— Begin Text extract —

These are all valid concerns, but many artists have used technology to aid them in producing work that seems to reflect, even call upon our inner worlds in new and exciting ways. Erin Gee is a Canadian artist who “adores all things robotic, cybernetic, and virtual” and wants to “create worlds where human and robotic voices intermingle.” Recently, I had the chance to chat with her about her recent work, “Swarming Emotional Pianos,” and the discoveries she has made in the process.

What do you find most appealing about the human brain?

I appreciate the complexity of nature, its mystery and above all its uniqueness, but this is to say that I very much so value animal brains as well. The focus on the human brain as the pinnacle of nature’s creation is an old, traditional idea that places man at the top of an evolutionary hierarchy. I think that by revaluing animal and machine perspectives that humans can achieve greater humility and learn from others, simultaneously revaluing their own brains in different ways. Nature is always in flux, evolving, and these elements of potential chaos, growth and death are important to value and maintain in technological culture. Otherwise I think that everything gets very politically boring: toys and cellphones that get increasingly better, smaller, faster are only nominally surprising, and don’t have a lasting or significant cultural impact. Integrations between technology, the body and nature are brave and strange.

Tell me about your project, Swarming Emotional Pianos.

My latest project features a fleet of mobile, robotic chime instruments with integrated lights that perform music. Imagine a surround sound piano distributed in space, that moves around. While this is already a very intriguing tool for new music composition, I made it specifically for the performance of data-driven music that comes from an emotional body, live. So to play this piano, a performer is strapped into a series of sensors that gather information about heart rate, sweat release, breathing, and blood flow. Then they are challenged to feel, in order to affect these physical elements that shift during mood. So while humans can see large emotional peformance of the body such as blushing or crying, there is another world of micro-performances that my system seeks to amplify.

While simply conjuring up emotion might sound impossible or surreal at first glance, I think most everyone has probably experienced a situation where thinking about a recent situation can make one tense and frustrated, or even bust into tears or jump in excitement. Method actors are trained to use their memories like this to conjure real emotions on stage, so these method actors are the perfect instrumentalists for my performance.

In addition to the sensors already described, my collaboration with neurophysiologist Vaughan Macefield (Marcs Institute, University of Western Sydney, Australia) allows for pioneering use of microneurography in this process. Microneurography allows us to eavesdrop on the precise electrical pulses of a single neuron through the insertion of tiny electrode needles directly into a nerve near the knee. Macefield has correlated the activity of this nerve with emotional output, so it’s like tapping directly into the brain, but obviously less invasive. It’s a powerful tool for getting numbers to make compositions from. We are currently in a process of selecting method actors in Montreal, and testing them for the debut performance at Elektra festival in May, co-presented by new chamber music organization Innovations en Concert.

— End Text extract —
— Begin Data entries —

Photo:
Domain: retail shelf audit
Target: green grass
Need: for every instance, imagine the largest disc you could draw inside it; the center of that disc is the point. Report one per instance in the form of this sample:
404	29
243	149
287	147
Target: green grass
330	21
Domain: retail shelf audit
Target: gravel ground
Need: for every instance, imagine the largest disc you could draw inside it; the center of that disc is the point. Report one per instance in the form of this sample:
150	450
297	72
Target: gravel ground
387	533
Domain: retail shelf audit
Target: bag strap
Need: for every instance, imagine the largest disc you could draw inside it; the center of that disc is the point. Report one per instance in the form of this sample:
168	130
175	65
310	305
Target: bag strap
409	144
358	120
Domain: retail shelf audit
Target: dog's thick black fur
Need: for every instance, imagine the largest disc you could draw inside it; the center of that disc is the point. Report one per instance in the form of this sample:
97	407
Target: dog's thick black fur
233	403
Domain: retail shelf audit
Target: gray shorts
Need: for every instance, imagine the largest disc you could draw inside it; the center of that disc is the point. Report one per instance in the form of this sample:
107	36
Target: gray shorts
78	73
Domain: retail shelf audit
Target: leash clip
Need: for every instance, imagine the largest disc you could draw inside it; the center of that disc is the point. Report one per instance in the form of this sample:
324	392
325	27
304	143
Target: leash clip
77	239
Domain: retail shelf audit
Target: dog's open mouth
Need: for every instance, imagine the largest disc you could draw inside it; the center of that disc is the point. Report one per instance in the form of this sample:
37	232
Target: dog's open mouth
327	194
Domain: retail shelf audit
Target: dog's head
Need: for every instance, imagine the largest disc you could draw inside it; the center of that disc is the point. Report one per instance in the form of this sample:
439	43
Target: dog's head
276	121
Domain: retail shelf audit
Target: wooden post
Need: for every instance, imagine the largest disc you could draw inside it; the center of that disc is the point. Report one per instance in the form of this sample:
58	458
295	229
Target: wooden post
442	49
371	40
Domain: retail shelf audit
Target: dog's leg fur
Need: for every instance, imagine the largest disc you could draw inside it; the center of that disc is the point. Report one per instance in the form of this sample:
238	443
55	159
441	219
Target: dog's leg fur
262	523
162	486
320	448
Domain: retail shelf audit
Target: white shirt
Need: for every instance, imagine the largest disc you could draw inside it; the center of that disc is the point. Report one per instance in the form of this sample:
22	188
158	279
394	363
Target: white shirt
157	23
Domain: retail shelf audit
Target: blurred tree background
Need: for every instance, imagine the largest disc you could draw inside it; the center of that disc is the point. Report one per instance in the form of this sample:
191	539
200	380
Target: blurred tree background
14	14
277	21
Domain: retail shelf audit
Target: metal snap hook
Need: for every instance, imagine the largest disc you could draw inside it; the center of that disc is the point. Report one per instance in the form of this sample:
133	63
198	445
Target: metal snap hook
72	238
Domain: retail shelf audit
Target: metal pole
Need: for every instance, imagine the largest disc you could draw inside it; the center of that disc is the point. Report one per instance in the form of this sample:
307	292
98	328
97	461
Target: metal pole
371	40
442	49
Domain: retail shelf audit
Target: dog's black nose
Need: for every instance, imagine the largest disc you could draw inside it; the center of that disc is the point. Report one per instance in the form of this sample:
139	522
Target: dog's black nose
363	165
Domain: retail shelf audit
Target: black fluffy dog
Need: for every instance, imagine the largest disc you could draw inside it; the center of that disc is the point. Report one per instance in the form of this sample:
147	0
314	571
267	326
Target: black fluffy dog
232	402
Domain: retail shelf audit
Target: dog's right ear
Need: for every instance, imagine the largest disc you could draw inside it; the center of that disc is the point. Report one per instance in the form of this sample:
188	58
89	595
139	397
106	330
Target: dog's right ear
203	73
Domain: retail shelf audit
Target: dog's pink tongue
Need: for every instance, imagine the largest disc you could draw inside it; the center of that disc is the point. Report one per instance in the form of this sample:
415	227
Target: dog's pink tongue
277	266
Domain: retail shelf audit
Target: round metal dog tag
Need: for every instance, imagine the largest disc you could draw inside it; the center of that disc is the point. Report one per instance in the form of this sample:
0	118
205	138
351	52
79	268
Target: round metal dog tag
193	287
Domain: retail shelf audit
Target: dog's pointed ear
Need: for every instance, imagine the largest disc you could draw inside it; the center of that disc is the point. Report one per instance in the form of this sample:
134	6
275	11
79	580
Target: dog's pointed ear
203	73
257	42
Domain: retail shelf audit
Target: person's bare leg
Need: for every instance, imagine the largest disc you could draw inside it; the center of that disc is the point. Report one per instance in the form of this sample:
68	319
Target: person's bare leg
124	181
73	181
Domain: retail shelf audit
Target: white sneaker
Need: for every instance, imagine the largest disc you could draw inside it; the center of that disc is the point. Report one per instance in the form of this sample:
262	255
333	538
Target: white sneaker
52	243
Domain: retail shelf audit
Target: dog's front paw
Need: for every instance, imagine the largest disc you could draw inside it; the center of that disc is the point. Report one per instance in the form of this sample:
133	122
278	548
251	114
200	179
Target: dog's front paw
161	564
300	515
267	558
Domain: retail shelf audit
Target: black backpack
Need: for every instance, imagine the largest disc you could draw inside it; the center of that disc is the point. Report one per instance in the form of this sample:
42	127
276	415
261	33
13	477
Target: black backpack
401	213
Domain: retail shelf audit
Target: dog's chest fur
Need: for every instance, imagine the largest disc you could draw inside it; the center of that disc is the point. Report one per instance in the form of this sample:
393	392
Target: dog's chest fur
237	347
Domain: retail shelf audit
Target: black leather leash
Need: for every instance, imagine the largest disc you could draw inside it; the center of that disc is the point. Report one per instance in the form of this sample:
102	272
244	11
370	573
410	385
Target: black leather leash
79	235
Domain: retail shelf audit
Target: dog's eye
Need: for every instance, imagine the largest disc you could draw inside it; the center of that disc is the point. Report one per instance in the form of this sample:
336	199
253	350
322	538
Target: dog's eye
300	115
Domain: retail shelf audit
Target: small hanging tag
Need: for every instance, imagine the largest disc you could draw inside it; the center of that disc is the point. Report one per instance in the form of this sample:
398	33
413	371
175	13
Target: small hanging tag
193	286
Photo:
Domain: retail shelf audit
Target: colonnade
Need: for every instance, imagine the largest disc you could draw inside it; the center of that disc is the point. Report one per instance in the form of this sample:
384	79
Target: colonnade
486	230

— End Data entries —

[What to do]: Rewrite the interview about Swarming Emotional Pianos, everything from "In addition to" down to "organization Innovations en Concert.", with "debut performance" changed to "premiere".

[Complete response]:
In addition to the sensors already described, my collaboration with neurophysiologist Vaughan Macefield (Marcs Institute, University of Western Sydney, Australia) allows for pioneering use of microneurography in this process. Microneurography allows us to eavesdrop on the precise electrical pulses of a single neuron through the insertion of tiny electrode needles directly into a nerve near the knee. Macefield has correlated the activity of this nerve with emotional output, so it’s like tapping directly into the brain, but obviously less invasive. It’s a powerful tool for getting numbers to make compositions from. We are currently in a process of selecting method actors in Montreal, and testing them for the premiere at Elektra festival in May, co-presented by new chamber music organization Innovations en Concert.